Dataset excerpts:
Segment Open

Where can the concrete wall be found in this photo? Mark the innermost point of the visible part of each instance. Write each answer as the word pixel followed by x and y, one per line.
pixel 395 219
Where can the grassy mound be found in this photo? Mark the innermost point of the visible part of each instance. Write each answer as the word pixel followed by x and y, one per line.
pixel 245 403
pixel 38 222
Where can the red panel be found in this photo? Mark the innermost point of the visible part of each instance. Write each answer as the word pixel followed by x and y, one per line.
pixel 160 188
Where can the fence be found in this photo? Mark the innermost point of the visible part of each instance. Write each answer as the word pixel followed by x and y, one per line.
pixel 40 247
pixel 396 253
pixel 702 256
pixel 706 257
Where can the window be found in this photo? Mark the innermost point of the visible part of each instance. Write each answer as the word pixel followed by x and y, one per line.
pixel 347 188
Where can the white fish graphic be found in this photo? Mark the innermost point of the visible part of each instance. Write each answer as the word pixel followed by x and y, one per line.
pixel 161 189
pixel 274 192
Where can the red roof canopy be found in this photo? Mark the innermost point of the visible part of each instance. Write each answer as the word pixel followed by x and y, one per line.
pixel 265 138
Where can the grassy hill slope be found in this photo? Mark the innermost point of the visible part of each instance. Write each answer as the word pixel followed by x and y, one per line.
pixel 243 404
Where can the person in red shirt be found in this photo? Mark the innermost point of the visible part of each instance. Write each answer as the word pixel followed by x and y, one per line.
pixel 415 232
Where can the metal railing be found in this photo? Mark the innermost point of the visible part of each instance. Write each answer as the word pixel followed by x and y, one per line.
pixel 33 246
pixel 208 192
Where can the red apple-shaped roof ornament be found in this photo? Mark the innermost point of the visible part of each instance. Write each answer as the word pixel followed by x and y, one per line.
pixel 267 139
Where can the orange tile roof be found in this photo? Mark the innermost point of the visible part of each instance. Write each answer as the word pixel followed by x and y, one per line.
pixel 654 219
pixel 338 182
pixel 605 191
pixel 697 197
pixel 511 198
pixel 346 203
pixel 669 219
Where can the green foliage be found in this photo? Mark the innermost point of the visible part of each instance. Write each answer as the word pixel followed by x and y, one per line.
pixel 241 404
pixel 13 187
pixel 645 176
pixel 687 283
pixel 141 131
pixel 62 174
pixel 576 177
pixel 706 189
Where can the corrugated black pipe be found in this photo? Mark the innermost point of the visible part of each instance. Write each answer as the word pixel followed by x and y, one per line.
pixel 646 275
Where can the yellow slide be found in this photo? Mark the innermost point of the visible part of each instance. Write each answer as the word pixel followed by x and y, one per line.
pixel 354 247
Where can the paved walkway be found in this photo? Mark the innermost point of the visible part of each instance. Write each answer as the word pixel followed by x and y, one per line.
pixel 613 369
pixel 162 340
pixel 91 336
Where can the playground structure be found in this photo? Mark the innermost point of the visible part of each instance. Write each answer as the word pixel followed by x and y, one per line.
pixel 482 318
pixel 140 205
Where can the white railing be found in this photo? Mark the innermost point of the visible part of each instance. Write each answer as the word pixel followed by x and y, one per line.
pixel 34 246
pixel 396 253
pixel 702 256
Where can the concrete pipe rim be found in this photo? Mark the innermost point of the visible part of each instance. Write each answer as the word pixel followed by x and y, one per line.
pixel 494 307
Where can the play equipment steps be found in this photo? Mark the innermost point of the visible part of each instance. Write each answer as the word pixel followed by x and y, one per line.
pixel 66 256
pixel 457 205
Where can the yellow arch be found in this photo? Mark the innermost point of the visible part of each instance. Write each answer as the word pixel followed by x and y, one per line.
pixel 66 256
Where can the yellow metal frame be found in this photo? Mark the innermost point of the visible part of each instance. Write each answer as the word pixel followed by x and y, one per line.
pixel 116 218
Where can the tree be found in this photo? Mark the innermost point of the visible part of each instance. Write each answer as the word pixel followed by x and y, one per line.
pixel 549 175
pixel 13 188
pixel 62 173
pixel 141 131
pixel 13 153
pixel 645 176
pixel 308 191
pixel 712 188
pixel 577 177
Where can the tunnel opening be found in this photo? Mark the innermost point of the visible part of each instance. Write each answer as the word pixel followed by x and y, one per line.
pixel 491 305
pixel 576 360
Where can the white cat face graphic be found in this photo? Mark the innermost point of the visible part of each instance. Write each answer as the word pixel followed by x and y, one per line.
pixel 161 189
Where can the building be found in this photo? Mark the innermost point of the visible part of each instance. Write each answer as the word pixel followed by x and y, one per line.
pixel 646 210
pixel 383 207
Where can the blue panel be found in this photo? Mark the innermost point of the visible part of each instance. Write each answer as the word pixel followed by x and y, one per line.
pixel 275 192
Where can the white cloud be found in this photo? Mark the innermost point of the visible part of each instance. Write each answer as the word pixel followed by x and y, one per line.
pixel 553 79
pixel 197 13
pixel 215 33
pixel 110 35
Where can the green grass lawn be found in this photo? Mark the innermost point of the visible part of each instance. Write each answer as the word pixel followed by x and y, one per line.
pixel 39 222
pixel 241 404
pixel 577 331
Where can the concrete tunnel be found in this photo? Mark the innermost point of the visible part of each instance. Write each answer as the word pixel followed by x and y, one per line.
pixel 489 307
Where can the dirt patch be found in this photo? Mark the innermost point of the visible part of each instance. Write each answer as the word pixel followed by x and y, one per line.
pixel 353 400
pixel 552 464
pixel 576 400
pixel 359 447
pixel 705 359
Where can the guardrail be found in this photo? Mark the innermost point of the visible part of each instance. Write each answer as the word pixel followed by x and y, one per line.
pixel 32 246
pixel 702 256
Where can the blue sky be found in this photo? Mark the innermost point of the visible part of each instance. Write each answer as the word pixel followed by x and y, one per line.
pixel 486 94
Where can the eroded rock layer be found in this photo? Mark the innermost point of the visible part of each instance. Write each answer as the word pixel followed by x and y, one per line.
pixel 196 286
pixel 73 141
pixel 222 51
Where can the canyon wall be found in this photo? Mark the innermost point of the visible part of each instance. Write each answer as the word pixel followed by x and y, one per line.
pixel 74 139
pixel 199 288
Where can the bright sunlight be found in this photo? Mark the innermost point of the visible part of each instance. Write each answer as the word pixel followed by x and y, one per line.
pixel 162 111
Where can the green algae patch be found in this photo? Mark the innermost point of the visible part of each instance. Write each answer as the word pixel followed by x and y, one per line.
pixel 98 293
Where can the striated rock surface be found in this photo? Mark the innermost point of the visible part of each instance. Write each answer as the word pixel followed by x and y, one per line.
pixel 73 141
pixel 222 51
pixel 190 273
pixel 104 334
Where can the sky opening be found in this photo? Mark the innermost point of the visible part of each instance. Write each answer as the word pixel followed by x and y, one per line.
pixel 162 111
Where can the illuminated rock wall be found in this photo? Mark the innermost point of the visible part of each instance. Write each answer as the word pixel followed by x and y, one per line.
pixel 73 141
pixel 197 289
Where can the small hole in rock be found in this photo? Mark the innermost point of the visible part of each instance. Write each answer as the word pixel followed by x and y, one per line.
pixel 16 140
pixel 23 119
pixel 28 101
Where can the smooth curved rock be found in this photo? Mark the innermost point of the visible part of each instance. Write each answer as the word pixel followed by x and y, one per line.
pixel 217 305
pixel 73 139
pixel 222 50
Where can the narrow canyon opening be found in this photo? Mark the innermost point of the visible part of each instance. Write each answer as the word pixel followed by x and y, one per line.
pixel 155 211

Segment Closed

TASK ITEM:
All of the entries above should be written out again exactly.

COMPLETED EXERCISE:
Where can the concrete wall be found in this photo? Mark the innermost point of the visible part of each instance. Write each answer as the word pixel followed by x and y, one per line.
pixel 395 219
Where can the grassy mound be found in this photo? Mark the innermost point of the visible part of each instance. Write each answer as the word pixel followed by x and y, one per line.
pixel 245 403
pixel 38 222
Where can the red panel be found in this photo? Mark the innermost point of the visible part of each instance. Write each answer as the word pixel followed by x and y, one per line.
pixel 160 188
Where can the fence be found in this photo? Mark the innermost point of the visible part of each instance. Write each answer as the word pixel followed by x and y, one per line.
pixel 40 247
pixel 396 253
pixel 702 256
pixel 706 257
Where can the window be found in this photo? Mark the innermost point of the visible part of each instance. Write each answer as the word pixel followed by x and y, one per line.
pixel 347 188
Where can the white fish graphic be found in this photo? Mark the innermost point of the visible part of each instance. Write each answer as the word pixel followed by x and y, one per line.
pixel 161 189
pixel 274 192
Where can the red roof canopy be found in this photo? Mark the innermost point of the visible part of each instance. Write each answer as the word pixel followed by x and y, one per line.
pixel 265 138
Where can the grassy hill slope be found in this photo? Mark the innermost point of the visible part of each instance. Write each answer as the word pixel followed by x and y, one per line.
pixel 243 404
Where can the person in red shirt be found in this photo? Mark the innermost point of the visible part of each instance. Write each answer as the word pixel followed by x and y, one per line.
pixel 415 232
Where can the metal railing be found in this photo? Mark the innermost point of the visible part of each instance. Write each answer as the word pixel followed by x and y, one per line.
pixel 33 246
pixel 208 192
Where can the red apple-shaped roof ornament be found in this photo? Mark the innermost point of the visible part of each instance. Write each answer as the word pixel followed by x and y, one per line.
pixel 267 139
Where can the orange tile roof be found in this photo? Mark the innermost point of the visible part of each instance. Write each answer as the word pixel followed by x and y, one per line.
pixel 654 219
pixel 338 182
pixel 605 191
pixel 697 197
pixel 511 198
pixel 346 203
pixel 669 219
Where can the green foliage be found in this photo? Mark the innermost point of the visible part of each instance. Write each answer as the word pixel followed by x and y, one per line.
pixel 241 404
pixel 13 187
pixel 645 176
pixel 687 283
pixel 141 131
pixel 62 174
pixel 576 177
pixel 706 189
Where can the corrugated black pipe be found in this photo? Mark the innermost point of the visible part of each instance. Write each answer as the word pixel followed by x and y, one per line.
pixel 646 275
Where can the yellow slide be found in this photo? Mark the innermost point of the visible part of each instance. Write each answer as the word pixel followed by x and y, one per line.
pixel 354 247
Where can the paved walkway be found in this photo? Mark the innermost point of the visible part of each instance. Write each answer as the word pixel followed by x and y, one per line.
pixel 613 369
pixel 162 340
pixel 91 336
Where can the playground structure be found in this photo? Mark the innermost point of the visible part of each instance. Write each answer as the word pixel followed by x and y, one per line.
pixel 482 318
pixel 140 205
Where can the white railing be found in this photo? Mark the innermost point of the visible part of each instance. Write each answer as the word pixel followed by x and y, one per line.
pixel 34 246
pixel 396 253
pixel 702 256
Where can the concrete pipe rim be found in this photo? Mark the innermost point of the visible part of each instance. Write each answer as the word pixel followed by x and y, one per line.
pixel 494 307
Where can the play equipment steps be found in this photo? Mark the innermost point of the visible part of each instance. Write each answer as the word pixel followed by x and y, one per line.
pixel 66 256
pixel 457 205
Where can the yellow arch be found in this photo? Mark the innermost point of the visible part of each instance. Write each answer as the word pixel followed by x and y, one per line.
pixel 66 256
Where can the yellow metal frame be found in this photo? Mark the innermost point of the visible part of each instance. Write each answer as the word pixel followed by x and y, one per line.
pixel 116 218
Where can the tree be found in this photo? Mark the innermost point of the visible part of each instance. Write each answer as the word pixel followed by x and y, one per line.
pixel 549 175
pixel 13 188
pixel 62 173
pixel 141 131
pixel 13 153
pixel 645 176
pixel 308 191
pixel 712 188
pixel 577 177
Where can the tunnel opening be found in this photo? Mark the innermost point of the visible part of each instance. Write each answer as the word pixel followed by x and y, one per line.
pixel 491 305
pixel 576 360
Where can the white cat face graphic be found in this photo? Mark the innermost point of the visible part of each instance. Write each answer as the word pixel followed by x and y, one per line.
pixel 161 189
Where can the building be found in this photo? Mark the innermost point of the visible part of each instance. Write each answer as the word pixel followed by x and y, one per line.
pixel 646 210
pixel 383 207
Where can the blue panel be found in this photo? Mark the innermost point of the visible part of each instance. Write each answer as the word pixel followed by x and y, one per line.
pixel 275 192
Where can the white cloud be found in this photo? Mark the innermost point of the visible part of each instance. Write each answer as the word pixel followed by x and y, one per line.
pixel 553 79
pixel 197 13
pixel 215 33
pixel 110 35
Where can the green grass lawn be found in this photo? Mark the innermost point of the visible part of each instance. Write each answer as the word pixel followed by x and y, one per line.
pixel 39 222
pixel 241 404
pixel 577 331
Where can the concrete tunnel be found in this photo? Mark the innermost point of the visible part of each instance. Write each answer as the word pixel followed by x and y, one per line.
pixel 489 307
Where can the dirt patch be found in this photo? Mark the innermost point of the visible part of each instance. Write each answer as the word pixel followed by x and y, one per line.
pixel 353 400
pixel 552 464
pixel 576 400
pixel 359 447
pixel 705 359
Where can the guardrail be found in this photo? Mark the innermost point of the visible part of each instance. Write each answer as the word pixel followed by x and y, one per line.
pixel 32 246
pixel 702 256
Where can the blue sky be found in this photo? Mark the innermost point of the visible part of each instance. Write each answer as the word pixel followed by x and y, one per line.
pixel 486 94
Where can the eroded rock layer be found in this photo? Mark the innermost point of the visible part of each instance. Write each answer as the word pixel followed by x and y, one per line.
pixel 196 286
pixel 73 141
pixel 222 51
Where can the canyon wall be found in this photo? Mark the innermost point of the visible part of each instance. Write each answer as the word pixel followed by x and y, one per line.
pixel 74 139
pixel 199 288
Where can the bright sunlight be found in this photo? Mark the innermost point of the visible part of each instance. Write each answer as the word pixel followed by x and y, one per line.
pixel 162 111
Where can the green algae patch be found in this photo? Mark the innermost point of the visible part of each instance. Write each answer as the word pixel followed by x and y, one per line.
pixel 98 293
Where can the striated rock surface be found in this photo? Mark the innermost point of the visible part of each instance. Write each answer as the word pixel followed by x and y, one per line.
pixel 73 141
pixel 222 51
pixel 190 273
pixel 104 334
Where can the sky opening be found in this photo? Mark the innermost point of the visible part of each instance. Write each answer as the word pixel followed by x and y, one per line.
pixel 162 111
Where can the illuminated rock wall be found in this photo? Mark the innermost point of the visible part of each instance. Write each answer as the word pixel followed by x and y, one per line.
pixel 73 141
pixel 197 289
Where can the small hole in rock be found in this photo? Mark the innermost point of the visible part of each instance. Write each answer as the word pixel followed by x and y, one per line.
pixel 16 140
pixel 23 119
pixel 28 101
Where can the smooth curved rock be found in this photo? Mark the innermost point of the visible part of each instance. Write each answer as the word pixel followed by x and y, one per line.
pixel 217 305
pixel 73 139
pixel 222 50
Where can the narrow canyon opening be found in this photo? Mark the innermost point of the visible part of each instance. Write each answer as the word pixel followed by x and y, one per line.
pixel 155 211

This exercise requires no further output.